TASK STATEMENT:
Copy every line of the data below without changing any character.

--- --- ---

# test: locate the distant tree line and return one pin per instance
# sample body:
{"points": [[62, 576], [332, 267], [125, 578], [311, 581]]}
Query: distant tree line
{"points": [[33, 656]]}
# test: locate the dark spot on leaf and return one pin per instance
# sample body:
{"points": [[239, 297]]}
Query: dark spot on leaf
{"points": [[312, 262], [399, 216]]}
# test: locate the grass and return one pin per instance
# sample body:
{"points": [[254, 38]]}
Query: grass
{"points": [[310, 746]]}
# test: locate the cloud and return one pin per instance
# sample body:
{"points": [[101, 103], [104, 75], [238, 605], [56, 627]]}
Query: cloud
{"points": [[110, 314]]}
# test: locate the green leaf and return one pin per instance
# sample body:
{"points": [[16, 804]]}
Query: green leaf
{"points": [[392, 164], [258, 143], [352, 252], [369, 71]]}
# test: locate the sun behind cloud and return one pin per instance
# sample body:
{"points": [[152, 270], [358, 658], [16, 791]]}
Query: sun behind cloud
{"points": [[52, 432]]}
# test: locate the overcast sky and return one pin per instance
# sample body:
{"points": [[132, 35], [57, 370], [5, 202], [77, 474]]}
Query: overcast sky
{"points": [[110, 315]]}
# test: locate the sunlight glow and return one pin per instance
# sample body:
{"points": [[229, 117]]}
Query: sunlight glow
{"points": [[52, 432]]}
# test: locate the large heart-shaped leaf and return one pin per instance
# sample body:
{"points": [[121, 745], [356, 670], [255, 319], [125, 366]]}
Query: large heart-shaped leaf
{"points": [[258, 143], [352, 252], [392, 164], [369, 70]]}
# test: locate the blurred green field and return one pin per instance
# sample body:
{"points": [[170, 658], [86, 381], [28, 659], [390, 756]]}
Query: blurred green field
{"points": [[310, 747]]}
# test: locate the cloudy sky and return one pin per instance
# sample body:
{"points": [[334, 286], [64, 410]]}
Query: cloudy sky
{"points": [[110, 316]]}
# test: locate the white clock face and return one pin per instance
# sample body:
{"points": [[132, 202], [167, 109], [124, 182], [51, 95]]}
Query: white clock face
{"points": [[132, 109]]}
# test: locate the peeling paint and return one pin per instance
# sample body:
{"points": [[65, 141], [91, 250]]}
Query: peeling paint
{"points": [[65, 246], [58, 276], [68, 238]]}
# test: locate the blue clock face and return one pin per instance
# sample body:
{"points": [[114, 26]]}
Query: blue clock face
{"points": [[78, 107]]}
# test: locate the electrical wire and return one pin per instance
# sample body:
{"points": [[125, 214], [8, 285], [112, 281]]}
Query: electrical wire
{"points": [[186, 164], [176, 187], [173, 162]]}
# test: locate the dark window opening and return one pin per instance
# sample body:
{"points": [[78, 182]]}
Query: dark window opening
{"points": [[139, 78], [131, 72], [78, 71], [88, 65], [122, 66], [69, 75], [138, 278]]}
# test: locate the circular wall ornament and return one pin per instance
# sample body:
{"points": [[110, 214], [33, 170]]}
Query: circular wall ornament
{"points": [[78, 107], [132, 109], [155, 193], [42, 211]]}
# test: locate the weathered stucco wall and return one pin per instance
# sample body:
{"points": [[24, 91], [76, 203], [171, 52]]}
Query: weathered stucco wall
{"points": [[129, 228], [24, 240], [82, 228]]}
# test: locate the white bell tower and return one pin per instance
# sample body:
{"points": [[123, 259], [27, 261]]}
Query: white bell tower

--- --- ---

OUTPUT OF THE EXERCISE:
# test: locate the distant tree line and return one pin per instance
# sample body:
{"points": [[62, 576], [332, 267], [125, 578], [311, 581]]}
Query: distant tree line
{"points": [[33, 656]]}
# test: locate the dark spot on leaf and return one pin per instance
# sample body:
{"points": [[239, 297]]}
Query: dark spot on leaf
{"points": [[312, 262], [399, 216]]}
# test: locate the grass and return one pin per instance
# sample body:
{"points": [[254, 38]]}
Query: grass
{"points": [[310, 746]]}
# test: locate the cloud and return one pin per instance
# sample body:
{"points": [[101, 103], [104, 75], [238, 605], [56, 627]]}
Query: cloud
{"points": [[110, 314]]}
# test: locate the green leaf and return one pin per instance
# sample body:
{"points": [[16, 804]]}
Query: green leaf
{"points": [[392, 164], [258, 143], [352, 252], [369, 71]]}
# test: locate the sun behind cloud and return one pin per instance
# sample body:
{"points": [[152, 270], [358, 658], [16, 791]]}
Query: sun behind cloud
{"points": [[52, 432]]}
# test: locate the overcast sky and return one pin per instance
# sample body:
{"points": [[132, 35], [57, 370], [5, 202], [77, 474]]}
Query: overcast sky
{"points": [[110, 315]]}
# test: locate the sunlight glow and return one pin per instance
# sample body:
{"points": [[229, 117]]}
Query: sunlight glow
{"points": [[52, 432]]}
# test: locate the large heart-shaped leaf and return one pin per instance
# sample body:
{"points": [[121, 745], [356, 670], [255, 319], [125, 366]]}
Query: large heart-shaped leaf
{"points": [[258, 143], [352, 252], [392, 164], [369, 70]]}
# test: locate the blurred green field and return one pin per instance
# sample body:
{"points": [[170, 658], [86, 381], [28, 659], [390, 756]]}
Query: blurred green field
{"points": [[310, 747]]}
# test: locate the cloudy sky and return one pin per instance
# sample body:
{"points": [[334, 286], [64, 410]]}
Query: cloudy sky
{"points": [[110, 316]]}
# test: locate the white clock face and return one pin per instance
# sample body:
{"points": [[132, 202], [167, 109], [124, 182], [51, 95]]}
Query: white clock face
{"points": [[132, 109]]}
# test: locate the peeling paint and return one pin per instance
# sample body:
{"points": [[65, 141], [91, 250]]}
Query: peeling paint
{"points": [[65, 246], [58, 276], [68, 238]]}
# test: locate the blue clock face and return one pin per instance
# sample body:
{"points": [[114, 26]]}
Query: blue clock face
{"points": [[78, 107]]}
# test: locate the electrical wire and return one pin per instance
# sample body:
{"points": [[125, 214], [8, 285], [112, 281]]}
Query: electrical wire
{"points": [[186, 164], [176, 187], [173, 162]]}
# test: locate the dark window opening and return one pin per instance
# sample body:
{"points": [[78, 182]]}
Query: dark window opening
{"points": [[139, 78], [131, 72], [78, 71], [88, 65], [122, 66], [69, 75], [138, 278]]}
# test: locate the circular wall ornament and return one pin per instance
# sample body:
{"points": [[110, 214], [33, 170]]}
Query: circular wall ornament
{"points": [[78, 107], [132, 109], [155, 193], [42, 211]]}
# test: locate the weathered stucco wall and return one pin per instance
# sample body:
{"points": [[24, 91], [76, 203], [171, 52]]}
Query: weathered stucco wall
{"points": [[129, 228], [24, 240], [82, 228]]}
# test: locate the white bell tower and return one pin per instance
# sample body:
{"points": [[123, 259], [27, 261]]}
Query: white bell tower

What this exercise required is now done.